= JOB =
Repeat, without any change, the entries presented below.

──────── RECORDS FOR THIS TASK ────────

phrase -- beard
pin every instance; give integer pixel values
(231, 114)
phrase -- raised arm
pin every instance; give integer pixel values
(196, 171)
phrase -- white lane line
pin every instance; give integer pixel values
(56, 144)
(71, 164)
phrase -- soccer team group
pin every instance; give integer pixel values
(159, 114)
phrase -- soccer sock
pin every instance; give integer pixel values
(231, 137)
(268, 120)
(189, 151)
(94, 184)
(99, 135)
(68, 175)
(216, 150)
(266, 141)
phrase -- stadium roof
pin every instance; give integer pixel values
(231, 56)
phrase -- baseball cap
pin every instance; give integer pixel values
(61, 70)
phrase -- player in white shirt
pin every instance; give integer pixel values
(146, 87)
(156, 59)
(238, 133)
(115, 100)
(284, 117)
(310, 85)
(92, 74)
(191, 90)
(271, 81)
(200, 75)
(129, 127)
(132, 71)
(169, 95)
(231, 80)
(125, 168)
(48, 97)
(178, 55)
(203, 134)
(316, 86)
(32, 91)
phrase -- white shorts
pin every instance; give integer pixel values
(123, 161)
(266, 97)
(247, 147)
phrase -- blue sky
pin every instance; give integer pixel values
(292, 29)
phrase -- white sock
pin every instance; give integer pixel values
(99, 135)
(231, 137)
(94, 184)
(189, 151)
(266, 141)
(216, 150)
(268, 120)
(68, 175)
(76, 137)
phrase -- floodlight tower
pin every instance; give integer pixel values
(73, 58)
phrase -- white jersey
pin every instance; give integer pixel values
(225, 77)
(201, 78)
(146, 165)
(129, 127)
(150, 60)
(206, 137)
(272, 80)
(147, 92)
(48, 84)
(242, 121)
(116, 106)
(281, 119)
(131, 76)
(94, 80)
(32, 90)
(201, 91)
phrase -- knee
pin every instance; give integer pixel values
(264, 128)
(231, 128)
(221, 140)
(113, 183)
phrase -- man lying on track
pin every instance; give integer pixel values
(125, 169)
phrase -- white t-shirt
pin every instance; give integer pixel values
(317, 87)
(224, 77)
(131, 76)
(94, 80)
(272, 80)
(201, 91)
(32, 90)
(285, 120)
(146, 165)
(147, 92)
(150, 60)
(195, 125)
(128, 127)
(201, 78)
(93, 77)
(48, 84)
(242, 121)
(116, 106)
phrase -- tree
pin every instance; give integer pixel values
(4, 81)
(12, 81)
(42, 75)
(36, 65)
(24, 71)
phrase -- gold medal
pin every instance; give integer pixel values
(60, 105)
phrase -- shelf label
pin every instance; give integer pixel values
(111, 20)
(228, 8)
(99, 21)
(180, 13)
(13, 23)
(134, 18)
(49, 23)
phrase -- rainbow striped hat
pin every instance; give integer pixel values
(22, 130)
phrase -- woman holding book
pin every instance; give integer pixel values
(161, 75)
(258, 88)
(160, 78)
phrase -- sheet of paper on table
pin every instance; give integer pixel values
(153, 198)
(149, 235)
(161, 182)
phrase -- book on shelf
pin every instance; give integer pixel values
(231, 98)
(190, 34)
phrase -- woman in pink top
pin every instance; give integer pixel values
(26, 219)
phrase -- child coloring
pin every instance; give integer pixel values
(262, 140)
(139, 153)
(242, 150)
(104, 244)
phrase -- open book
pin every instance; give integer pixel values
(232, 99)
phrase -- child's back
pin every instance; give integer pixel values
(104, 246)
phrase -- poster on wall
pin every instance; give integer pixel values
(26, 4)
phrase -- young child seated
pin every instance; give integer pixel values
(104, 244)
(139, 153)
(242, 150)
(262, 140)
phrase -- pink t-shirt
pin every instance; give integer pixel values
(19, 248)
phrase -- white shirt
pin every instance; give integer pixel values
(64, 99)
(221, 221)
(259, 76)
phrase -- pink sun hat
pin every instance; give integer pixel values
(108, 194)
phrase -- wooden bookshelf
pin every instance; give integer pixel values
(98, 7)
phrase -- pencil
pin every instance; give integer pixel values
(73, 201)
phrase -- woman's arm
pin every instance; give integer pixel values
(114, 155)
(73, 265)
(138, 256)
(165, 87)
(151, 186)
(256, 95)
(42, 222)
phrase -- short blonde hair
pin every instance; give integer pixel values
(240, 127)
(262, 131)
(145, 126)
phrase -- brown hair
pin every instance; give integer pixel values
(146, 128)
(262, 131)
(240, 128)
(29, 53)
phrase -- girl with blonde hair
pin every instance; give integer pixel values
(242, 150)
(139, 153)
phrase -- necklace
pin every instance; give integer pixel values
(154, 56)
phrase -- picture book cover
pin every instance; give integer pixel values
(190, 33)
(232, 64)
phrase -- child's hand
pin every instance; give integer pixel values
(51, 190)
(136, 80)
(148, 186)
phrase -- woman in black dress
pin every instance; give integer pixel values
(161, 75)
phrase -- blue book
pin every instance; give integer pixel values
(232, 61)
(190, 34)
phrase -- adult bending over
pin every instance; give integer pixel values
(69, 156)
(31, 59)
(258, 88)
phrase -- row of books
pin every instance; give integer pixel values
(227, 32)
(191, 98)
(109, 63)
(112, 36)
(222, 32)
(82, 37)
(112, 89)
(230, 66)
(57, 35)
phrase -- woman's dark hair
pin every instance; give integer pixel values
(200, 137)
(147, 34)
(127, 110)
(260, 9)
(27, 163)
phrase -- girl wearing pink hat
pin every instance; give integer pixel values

────────

= CORRECT OUTPUT =
phrase -- beard
pin every instance; give integer pixel values
(231, 114)
phrase -- raised arm
pin every instance; give integer pixel values
(196, 171)
phrase -- white lane line
pin every instance; give integer pixel values
(56, 144)
(71, 164)
phrase -- soccer team group
pin every instance; give integer pixel values
(159, 114)
phrase -- soccer sock
pin every instance; give integer pixel values
(231, 137)
(268, 120)
(189, 151)
(94, 184)
(99, 135)
(68, 175)
(216, 150)
(266, 141)
phrase -- stadium roof
pin every instance; give integer pixel values
(231, 56)
phrase -- baseball cap
pin every instance; give integer pixel values
(61, 70)
phrase -- player in white shirt
pin every instance; give integer pixel values
(146, 87)
(156, 59)
(238, 133)
(115, 100)
(284, 117)
(310, 85)
(92, 74)
(191, 90)
(271, 81)
(200, 75)
(129, 127)
(132, 71)
(169, 95)
(231, 80)
(125, 168)
(48, 97)
(178, 55)
(203, 134)
(316, 86)
(32, 91)
phrase -- white shorts
pin every instance; give integer pixel values
(123, 161)
(266, 97)
(247, 147)
phrase -- blue sky
pin every instance; give integer pixel values
(292, 29)
phrase -- white sock
pin every instance; give integer pixel values
(99, 135)
(231, 137)
(94, 184)
(189, 151)
(266, 141)
(216, 150)
(268, 120)
(68, 175)
(76, 137)
phrase -- floodlight tower
pin every instance; give integer pixel values
(73, 58)
phrase -- white jersey
pin every instance; give integer pixel values
(225, 77)
(201, 78)
(146, 165)
(129, 127)
(150, 60)
(206, 137)
(272, 80)
(147, 92)
(48, 84)
(242, 121)
(116, 106)
(281, 119)
(131, 76)
(94, 80)
(32, 90)
(201, 91)
phrase -- knee
pin every instance; give integer pixel values
(264, 128)
(231, 128)
(221, 140)
(113, 183)
phrase -- man lying on track
pin every instance; give integer pixel values
(125, 169)
phrase -- white t-shirt
pin every instance; give integer pixel values
(317, 87)
(224, 77)
(131, 76)
(94, 80)
(272, 80)
(201, 91)
(32, 90)
(285, 120)
(146, 165)
(147, 92)
(150, 60)
(195, 125)
(128, 127)
(201, 78)
(93, 77)
(48, 84)
(242, 121)
(116, 106)
phrase -- tree
pin every instance; give integer pixel values
(4, 81)
(12, 81)
(42, 75)
(36, 65)
(24, 71)
phrase -- gold medal
pin every instance; give integer pixel values
(60, 105)
phrase -- shelf label
pin every instance; give integer pixel values
(111, 20)
(228, 8)
(99, 21)
(180, 13)
(13, 23)
(134, 18)
(49, 23)
phrase -- rainbow striped hat
pin every instance; give integer pixel values
(22, 130)
phrase -- woman holding book
pin every instance; give integer pixel values
(161, 75)
(258, 88)
(160, 78)
phrase -- sheet of paper on table
pin every instance; give integer pixel values
(153, 198)
(149, 235)
(161, 182)
phrase -- book on shelf
pin every instance; give integer pixel values
(231, 98)
(190, 34)
phrase -- woman in pink top
pin every instance; give integer pixel values
(26, 219)
phrase -- child coloring
pin every instance; give integer pixel values
(262, 140)
(139, 153)
(242, 150)
(104, 244)
phrase -- open book
pin every instance; give integer pixel values
(232, 99)
phrase -- child's back
pin every instance; give integer pixel values
(104, 246)
phrase -- poster on wall
pin every instance; give integer pixel values
(26, 4)
phrase -- young child seated
pin every instance; give integer pixel values
(104, 244)
(139, 153)
(242, 150)
(262, 140)
phrase -- pink t-shirt
pin every instance; give integer pixel values
(19, 248)
phrase -- white shirt
pin every instance; give integer pixel values
(64, 99)
(221, 221)
(259, 76)
phrase -- pink sun hat
pin every instance; give integer pixel values
(108, 194)
phrase -- wooden bookshelf
pin every instance; give integer pixel values
(98, 7)
phrase -- pencil
pin every instance; give integer pixel values
(73, 201)
phrase -- woman's arm
pin every instance; give integer pixel values
(114, 155)
(73, 265)
(138, 256)
(165, 87)
(151, 186)
(256, 95)
(42, 222)
phrase -- short blonde hair
pin every instance; give integer pixel values
(240, 127)
(262, 131)
(145, 126)
phrase -- brown hair
pin every instance; give integer pixel values
(146, 128)
(262, 131)
(240, 128)
(29, 53)
phrase -- girl with blonde hair
pin every instance; give integer pixel values
(242, 150)
(139, 153)
phrase -- necklace
pin every instance; give integer pixel values
(154, 56)
phrase -- picture book cover
pin every instance; give integer pixel values
(190, 33)
(232, 64)
phrase -- child's hand
pin every instance; give integer pixel values
(51, 190)
(136, 80)
(148, 186)
phrase -- woman in black dress
pin every instance; give integer pixel values
(161, 75)
phrase -- blue book
pin every instance; give integer pixel values
(232, 61)
(190, 34)
phrase -- adult bending over
pin every instance; give integer pixel values
(69, 156)
(31, 59)
(258, 88)
phrase -- row of books
pin every instance; give integer pixel values
(227, 32)
(191, 98)
(109, 63)
(112, 36)
(222, 32)
(82, 37)
(112, 89)
(230, 66)
(57, 35)
phrase -- woman's dark hair
pin every instance; give integer pixel values
(200, 137)
(147, 34)
(127, 110)
(260, 9)
(27, 163)
phrase -- girl wearing pink hat
pin every instance; give integer pixel values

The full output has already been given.